# [WRITTEN TASK]
Please render the stretch of items from the line containing "white throw pillow, written as integer pixel values." through the line containing "(1250, 406)" as a two-column CSV with the headers text and answer, one row per item. Put each item's text and its answer in their own quoted fields, with line breaks replaced by spaces.

# [MATERIAL]
□ □ □ □

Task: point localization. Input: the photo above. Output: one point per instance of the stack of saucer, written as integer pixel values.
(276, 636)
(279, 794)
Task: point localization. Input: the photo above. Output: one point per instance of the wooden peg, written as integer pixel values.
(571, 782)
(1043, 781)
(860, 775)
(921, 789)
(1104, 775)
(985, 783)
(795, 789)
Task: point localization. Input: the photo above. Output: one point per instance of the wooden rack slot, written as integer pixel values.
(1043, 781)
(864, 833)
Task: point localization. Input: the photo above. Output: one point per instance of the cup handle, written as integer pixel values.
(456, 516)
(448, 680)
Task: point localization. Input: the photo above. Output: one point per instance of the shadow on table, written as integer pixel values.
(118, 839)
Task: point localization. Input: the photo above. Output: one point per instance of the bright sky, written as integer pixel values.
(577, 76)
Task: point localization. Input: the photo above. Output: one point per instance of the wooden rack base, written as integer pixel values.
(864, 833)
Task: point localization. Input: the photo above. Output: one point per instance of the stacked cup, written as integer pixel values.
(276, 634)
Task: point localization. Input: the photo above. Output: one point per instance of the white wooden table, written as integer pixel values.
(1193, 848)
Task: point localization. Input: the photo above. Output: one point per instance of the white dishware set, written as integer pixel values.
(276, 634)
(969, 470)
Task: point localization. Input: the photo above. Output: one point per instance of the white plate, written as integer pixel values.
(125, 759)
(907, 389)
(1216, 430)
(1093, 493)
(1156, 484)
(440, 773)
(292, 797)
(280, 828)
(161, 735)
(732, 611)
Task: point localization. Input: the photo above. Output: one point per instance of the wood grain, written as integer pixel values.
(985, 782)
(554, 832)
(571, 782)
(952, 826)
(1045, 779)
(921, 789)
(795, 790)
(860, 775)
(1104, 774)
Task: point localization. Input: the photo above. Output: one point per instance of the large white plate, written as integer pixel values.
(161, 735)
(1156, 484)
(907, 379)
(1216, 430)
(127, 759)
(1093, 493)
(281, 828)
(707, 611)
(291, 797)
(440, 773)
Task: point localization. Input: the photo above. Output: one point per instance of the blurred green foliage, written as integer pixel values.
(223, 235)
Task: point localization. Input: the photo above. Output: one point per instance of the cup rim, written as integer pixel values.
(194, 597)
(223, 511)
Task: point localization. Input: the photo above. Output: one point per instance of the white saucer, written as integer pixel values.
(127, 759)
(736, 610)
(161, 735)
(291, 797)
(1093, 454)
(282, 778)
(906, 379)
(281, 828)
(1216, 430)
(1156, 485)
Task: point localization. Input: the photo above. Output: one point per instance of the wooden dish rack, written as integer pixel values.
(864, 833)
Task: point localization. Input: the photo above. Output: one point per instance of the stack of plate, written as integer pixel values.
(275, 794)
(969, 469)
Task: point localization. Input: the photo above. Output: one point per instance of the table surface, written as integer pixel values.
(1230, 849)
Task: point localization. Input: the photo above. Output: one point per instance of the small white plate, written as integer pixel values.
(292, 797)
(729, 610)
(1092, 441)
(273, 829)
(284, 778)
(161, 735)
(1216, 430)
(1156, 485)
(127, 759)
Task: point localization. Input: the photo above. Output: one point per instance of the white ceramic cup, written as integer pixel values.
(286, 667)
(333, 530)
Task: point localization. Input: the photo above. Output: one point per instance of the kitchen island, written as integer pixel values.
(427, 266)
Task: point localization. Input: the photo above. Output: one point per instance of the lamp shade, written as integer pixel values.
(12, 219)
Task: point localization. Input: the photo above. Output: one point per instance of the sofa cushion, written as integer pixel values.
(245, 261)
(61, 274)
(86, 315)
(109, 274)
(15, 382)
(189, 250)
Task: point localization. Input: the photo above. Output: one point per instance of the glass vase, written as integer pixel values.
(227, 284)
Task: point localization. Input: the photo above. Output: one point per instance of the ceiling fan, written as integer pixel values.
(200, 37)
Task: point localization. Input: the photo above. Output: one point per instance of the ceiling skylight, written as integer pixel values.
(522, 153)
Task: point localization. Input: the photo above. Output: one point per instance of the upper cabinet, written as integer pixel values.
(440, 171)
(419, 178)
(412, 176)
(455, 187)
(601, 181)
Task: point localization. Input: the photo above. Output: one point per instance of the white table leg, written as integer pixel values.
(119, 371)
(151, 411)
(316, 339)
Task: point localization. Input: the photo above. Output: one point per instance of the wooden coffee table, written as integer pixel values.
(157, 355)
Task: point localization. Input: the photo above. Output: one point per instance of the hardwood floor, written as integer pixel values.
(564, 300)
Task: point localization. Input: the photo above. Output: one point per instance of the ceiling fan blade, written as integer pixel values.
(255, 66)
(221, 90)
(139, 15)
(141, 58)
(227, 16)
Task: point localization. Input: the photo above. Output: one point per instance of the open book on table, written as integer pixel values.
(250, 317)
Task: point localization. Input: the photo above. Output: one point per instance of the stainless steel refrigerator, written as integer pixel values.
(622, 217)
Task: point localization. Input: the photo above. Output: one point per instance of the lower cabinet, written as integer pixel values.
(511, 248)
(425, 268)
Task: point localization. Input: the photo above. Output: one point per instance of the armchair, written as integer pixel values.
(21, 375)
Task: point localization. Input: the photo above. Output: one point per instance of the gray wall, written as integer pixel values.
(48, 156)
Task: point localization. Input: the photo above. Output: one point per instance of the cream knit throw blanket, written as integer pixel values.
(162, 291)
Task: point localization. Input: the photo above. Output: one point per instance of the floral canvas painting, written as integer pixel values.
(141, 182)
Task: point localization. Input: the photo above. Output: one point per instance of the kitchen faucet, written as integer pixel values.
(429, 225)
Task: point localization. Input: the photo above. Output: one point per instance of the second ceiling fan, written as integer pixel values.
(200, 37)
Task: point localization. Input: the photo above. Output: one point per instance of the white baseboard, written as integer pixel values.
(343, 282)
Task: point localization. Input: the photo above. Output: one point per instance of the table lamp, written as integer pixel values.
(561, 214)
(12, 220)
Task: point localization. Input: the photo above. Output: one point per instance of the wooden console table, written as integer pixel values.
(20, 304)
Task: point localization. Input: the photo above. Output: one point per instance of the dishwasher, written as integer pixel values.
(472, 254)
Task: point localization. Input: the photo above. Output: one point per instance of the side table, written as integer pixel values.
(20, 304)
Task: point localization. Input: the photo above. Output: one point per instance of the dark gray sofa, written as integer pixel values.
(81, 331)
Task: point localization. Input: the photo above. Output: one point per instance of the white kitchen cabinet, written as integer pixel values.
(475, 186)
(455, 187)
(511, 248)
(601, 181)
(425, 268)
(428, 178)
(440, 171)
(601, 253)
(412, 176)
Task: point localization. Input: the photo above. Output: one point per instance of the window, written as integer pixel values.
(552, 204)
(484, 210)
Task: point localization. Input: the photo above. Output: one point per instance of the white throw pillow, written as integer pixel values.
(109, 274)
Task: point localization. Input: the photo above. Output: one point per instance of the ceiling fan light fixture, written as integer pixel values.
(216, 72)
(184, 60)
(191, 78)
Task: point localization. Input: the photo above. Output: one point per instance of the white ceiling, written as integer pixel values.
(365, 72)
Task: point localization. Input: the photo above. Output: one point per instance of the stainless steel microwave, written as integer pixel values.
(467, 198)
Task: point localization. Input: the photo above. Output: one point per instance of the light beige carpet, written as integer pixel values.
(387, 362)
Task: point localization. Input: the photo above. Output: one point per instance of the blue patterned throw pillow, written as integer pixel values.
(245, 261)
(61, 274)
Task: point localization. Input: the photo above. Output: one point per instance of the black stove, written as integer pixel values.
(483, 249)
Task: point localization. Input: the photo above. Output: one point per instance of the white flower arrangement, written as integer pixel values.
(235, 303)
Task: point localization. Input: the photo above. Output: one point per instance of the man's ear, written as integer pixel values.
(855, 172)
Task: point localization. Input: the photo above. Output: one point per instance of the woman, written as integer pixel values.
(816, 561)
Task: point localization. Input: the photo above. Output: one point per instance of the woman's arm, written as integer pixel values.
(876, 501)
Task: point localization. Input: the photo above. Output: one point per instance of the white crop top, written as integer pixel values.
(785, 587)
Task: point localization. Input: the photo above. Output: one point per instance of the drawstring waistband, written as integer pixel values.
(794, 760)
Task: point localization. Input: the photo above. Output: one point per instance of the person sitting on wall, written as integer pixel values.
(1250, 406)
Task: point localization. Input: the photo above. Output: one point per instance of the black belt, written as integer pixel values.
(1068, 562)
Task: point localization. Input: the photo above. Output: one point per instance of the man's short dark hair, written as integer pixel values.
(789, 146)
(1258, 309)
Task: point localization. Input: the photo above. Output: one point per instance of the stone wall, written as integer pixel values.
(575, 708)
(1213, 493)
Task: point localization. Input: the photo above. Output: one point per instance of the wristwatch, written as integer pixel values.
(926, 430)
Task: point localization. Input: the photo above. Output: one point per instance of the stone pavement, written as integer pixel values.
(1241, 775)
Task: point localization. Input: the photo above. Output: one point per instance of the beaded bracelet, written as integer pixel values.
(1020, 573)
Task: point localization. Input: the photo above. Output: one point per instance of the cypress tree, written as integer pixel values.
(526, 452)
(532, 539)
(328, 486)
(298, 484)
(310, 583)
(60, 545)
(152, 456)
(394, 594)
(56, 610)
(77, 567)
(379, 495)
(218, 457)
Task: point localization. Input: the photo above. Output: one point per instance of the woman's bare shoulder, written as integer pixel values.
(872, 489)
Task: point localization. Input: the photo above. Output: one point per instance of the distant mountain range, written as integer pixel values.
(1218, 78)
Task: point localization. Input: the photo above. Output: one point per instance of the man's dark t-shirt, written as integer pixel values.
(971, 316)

□ □ □ □

# [OUTPUT FOR THIS TASK]
text,answer
"Task: point localization. Input: the photo above. Output: one point per instance of the white throw pillow, written as integer pixel values.","(109, 274)"
"Task: point localization. Input: the photo above. Output: one point per instance of the ceiling fan light fixture, written as integer pixel values.","(216, 72) (184, 60) (191, 78)"
"Task: point localization. Input: the photo above. Output: one point per instance of the white ceiling, written as integer pixel values.","(365, 72)"
"Task: point localization. Input: the photo above. Output: one point per instance of the stainless steel microwave, written as integer pixel values.","(467, 198)"
"Task: point localization. Input: the photo above. Output: one point per instance of the light beige carpet, written as integer pixel values.","(387, 362)"
"Task: point localization. Input: the photo above. Output: one point per instance of the blue patterned throw pillow, written as integer pixel values.","(245, 261) (61, 274)"
"Task: point localization. Input: the photo above. Output: one point per instance of the black stove, written as integer pixel values.","(483, 249)"
"Task: point localization. Input: the photo above. Output: one point per instance of the white flower arrangement, written as integer pixel values.","(235, 303)"
"Task: point localization. Input: the photo above. Output: one point per instance of the man's ear, written as integer pixel values.","(855, 172)"
"Task: point localization. Input: the photo above. Output: one point per instance of the woman, written as integer pixel values.","(816, 561)"
"Task: point localization. Input: the photo above. Output: one point per instance of the woman's arm, written as integer pixel values.","(876, 501)"
"Task: point localization. Input: the photo above. Output: one point per instance of the white crop top, written as integer pixel values.","(785, 587)"
"Task: point localization. Input: the photo above. Output: one point per instance of the drawstring waistband, written as integer pixel values.","(794, 760)"
"Task: point localization. Input: the photo above. Output: one point per instance of the person sitting on wall, written as integer pixel values.","(1250, 406)"